◆ **Short exercise**
Render every line of the rows below as a Markdown table with two columns: n for the line number and Line for the text. Omit blank lines and leave the pictures out.

◆ **Recorded information**

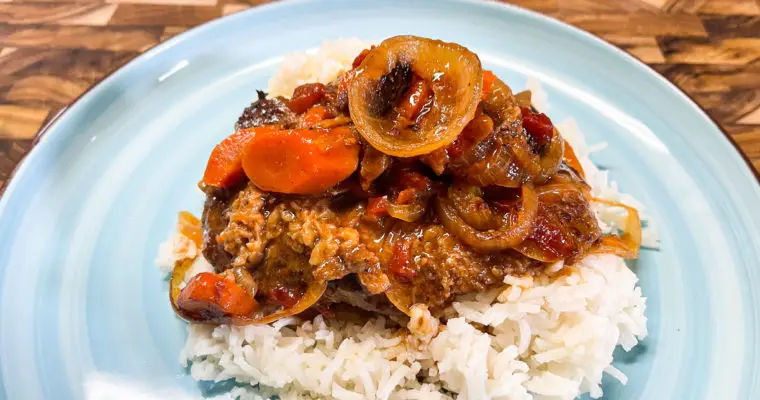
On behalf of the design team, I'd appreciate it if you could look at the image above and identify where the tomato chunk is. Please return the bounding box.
[520,107,554,145]
[177,272,256,318]
[367,196,388,217]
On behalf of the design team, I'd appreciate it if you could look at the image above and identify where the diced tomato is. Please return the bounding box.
[367,196,388,217]
[391,240,416,282]
[303,106,327,128]
[177,272,257,317]
[520,107,554,145]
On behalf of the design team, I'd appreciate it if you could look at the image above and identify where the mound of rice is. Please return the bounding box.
[157,39,657,400]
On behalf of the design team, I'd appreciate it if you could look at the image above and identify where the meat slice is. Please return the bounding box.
[201,186,239,272]
[235,90,296,130]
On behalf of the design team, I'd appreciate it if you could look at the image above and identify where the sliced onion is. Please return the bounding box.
[386,202,427,222]
[436,184,538,252]
[232,281,327,325]
[449,184,501,231]
[348,36,483,157]
[359,143,393,191]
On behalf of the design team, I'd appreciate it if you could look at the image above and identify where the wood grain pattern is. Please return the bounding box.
[0,0,760,187]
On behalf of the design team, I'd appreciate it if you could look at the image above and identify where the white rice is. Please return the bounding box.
[162,39,657,400]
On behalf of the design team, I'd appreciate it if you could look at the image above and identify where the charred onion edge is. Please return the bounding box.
[436,183,538,252]
[348,36,483,157]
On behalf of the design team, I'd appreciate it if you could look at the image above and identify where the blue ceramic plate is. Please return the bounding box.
[0,0,760,400]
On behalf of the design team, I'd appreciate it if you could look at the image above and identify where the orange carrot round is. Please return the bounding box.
[177,272,256,318]
[243,127,359,194]
[203,125,277,187]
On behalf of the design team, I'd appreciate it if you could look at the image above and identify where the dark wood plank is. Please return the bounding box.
[701,15,760,39]
[0,0,760,182]
[659,37,760,65]
[0,2,117,25]
[653,64,760,93]
[0,47,140,80]
[0,139,32,190]
[0,24,163,51]
[558,11,707,37]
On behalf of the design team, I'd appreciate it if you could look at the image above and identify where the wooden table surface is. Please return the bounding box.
[0,0,760,187]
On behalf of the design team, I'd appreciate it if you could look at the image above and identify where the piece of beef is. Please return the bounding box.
[320,275,409,326]
[201,186,240,272]
[235,90,295,131]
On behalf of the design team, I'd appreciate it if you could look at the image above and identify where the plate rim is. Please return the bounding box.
[0,0,760,200]
[0,0,760,398]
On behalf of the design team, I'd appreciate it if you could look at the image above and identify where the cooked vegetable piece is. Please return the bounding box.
[303,106,328,128]
[562,141,585,178]
[203,125,277,188]
[177,272,256,321]
[436,184,538,252]
[177,211,203,248]
[288,83,326,113]
[398,75,432,121]
[243,127,359,194]
[348,36,483,157]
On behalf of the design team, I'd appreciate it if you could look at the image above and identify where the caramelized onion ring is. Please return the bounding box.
[348,36,483,157]
[231,281,327,325]
[436,184,538,252]
[449,184,501,231]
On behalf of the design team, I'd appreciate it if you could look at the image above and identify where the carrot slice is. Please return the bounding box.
[482,70,496,97]
[203,125,277,187]
[243,127,359,194]
[177,272,256,318]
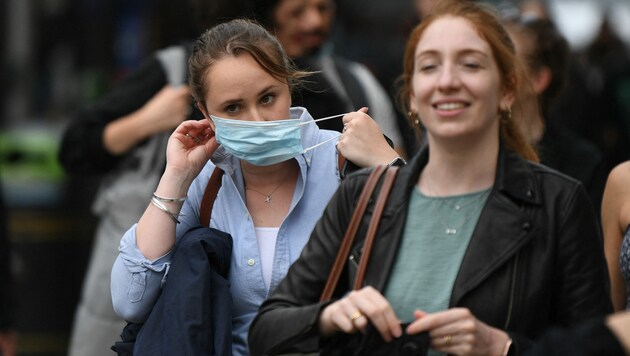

◆ **Exercise solution**
| n | Line |
|---|---|
| 1 | On behalf of the design team, I'd appreciate it if you could look at the image above and identify where the tomato chunk is. Please return the bounding box. |
| 2 | [520,107,554,145] |
| 3 | [177,272,256,318] |
| 4 | [367,196,388,217] |
| 5 | On behalf of the design team, I'd appreciate it if you could look at the image above and identify where the diced tomato is. Please return the bounding box. |
| 6 | [367,196,388,217] |
| 7 | [391,240,416,282] |
| 8 | [303,106,327,128] |
| 9 | [177,272,257,317] |
| 10 | [520,107,554,145] |
| 11 | On behalf of the design team, I'd appreciate it if you could look at the image above and identify where the mound of rice is. Please return the bounding box. |
| 12 | [157,39,657,400] |
| 13 | On behalf of the design team, I'd appreciate it if you could look at the image above and identify where the meat slice is. Please return the bounding box. |
| 14 | [201,186,239,272] |
| 15 | [235,90,296,130] |
| 16 | On behalf of the design team, I'd appreciate it if you could look at the image above and identify where the sliced onion is. Please return the bounding box. |
| 17 | [386,202,427,222] |
| 18 | [436,184,538,252] |
| 19 | [232,281,327,325] |
| 20 | [449,184,501,231] |
| 21 | [348,36,483,157] |
| 22 | [359,143,393,191] |
| 23 | On behalf of the design team, I'd appreciate it if you could look at the image above and identify where the wood grain pattern is. Please return the bounding box. |
| 24 | [0,0,760,187] |
| 25 | On behalf of the design team, I'd appreciate it if you could look at the image above and identify where the white rice is. Please return the bounding box. |
| 26 | [162,39,657,400] |
| 27 | On behalf of the design team, I'd appreciate it if you could look at the image above and identify where the charred onion edge is. Please return the bounding box. |
| 28 | [436,183,538,252] |
| 29 | [348,36,483,157] |
| 30 | On behalf of the design team, I'd appreciate it if you could look at the image above and identify where the blue ceramic plate is. Please return the bounding box. |
| 31 | [0,0,760,400] |
| 32 | On behalf of the design team, I'd appreciate it if you could look at the image above and identify where the orange carrot round is. Please return the bounding box. |
| 33 | [177,272,256,318] |
| 34 | [243,127,359,194] |
| 35 | [203,125,277,187] |
| 36 | On behalf of the design team, I'd appreciate it if you could look at the image above and identify where the dark wood plank is. Please return the bounding box. |
| 37 | [701,15,760,39] |
| 38 | [0,0,760,182] |
| 39 | [659,37,760,65] |
| 40 | [0,2,117,25] |
| 41 | [653,64,760,93] |
| 42 | [0,47,140,80] |
| 43 | [0,139,32,190] |
| 44 | [0,24,163,51] |
| 45 | [558,11,707,37] |
| 46 | On behalf of the design team, I'd appreciate it if you could look at the image above and identify where the wooden table surface is. Please return the bounding box. |
| 47 | [0,0,760,187] |
| 48 | On behalf of the design team, I'd appreciate it if you could look at the image above and identify where the piece of beef is. Please return the bounding box. |
| 49 | [320,275,409,326] |
| 50 | [201,186,240,272] |
| 51 | [235,90,295,131] |
| 52 | On behalf of the design team, I'd appreciate it if you could look at the image above and identify where the plate rim is. Please return the bounding box. |
| 53 | [0,0,760,200] |
| 54 | [0,0,760,398] |
| 55 | On behalf of the design team, I'd appreciate it if you could look at the image above and identify where the cooked vegetable piece is. Please return the bounding box. |
| 56 | [303,106,328,128] |
| 57 | [562,141,585,178] |
| 58 | [203,125,277,188] |
| 59 | [177,272,256,321] |
| 60 | [436,184,538,252] |
| 61 | [177,211,203,248] |
| 62 | [288,83,326,113] |
| 63 | [398,75,432,121] |
| 64 | [243,127,359,194] |
| 65 | [348,36,483,157] |
| 66 | On behalf of the design team, I'd appreciate it if you could look at the image above and identify where the caramelized onion ring is. Please return the bounding box. |
| 67 | [348,36,483,157] |
| 68 | [231,281,327,325] |
| 69 | [436,184,538,252] |
| 70 | [449,184,501,231] |
| 71 | On behalf of the design team, I'd appreciate it if you could look at the image above and identify where the carrot slice is. Please return the bounding box. |
| 72 | [482,70,496,97] |
| 73 | [203,125,277,187] |
| 74 | [243,127,359,194] |
| 75 | [177,272,256,318] |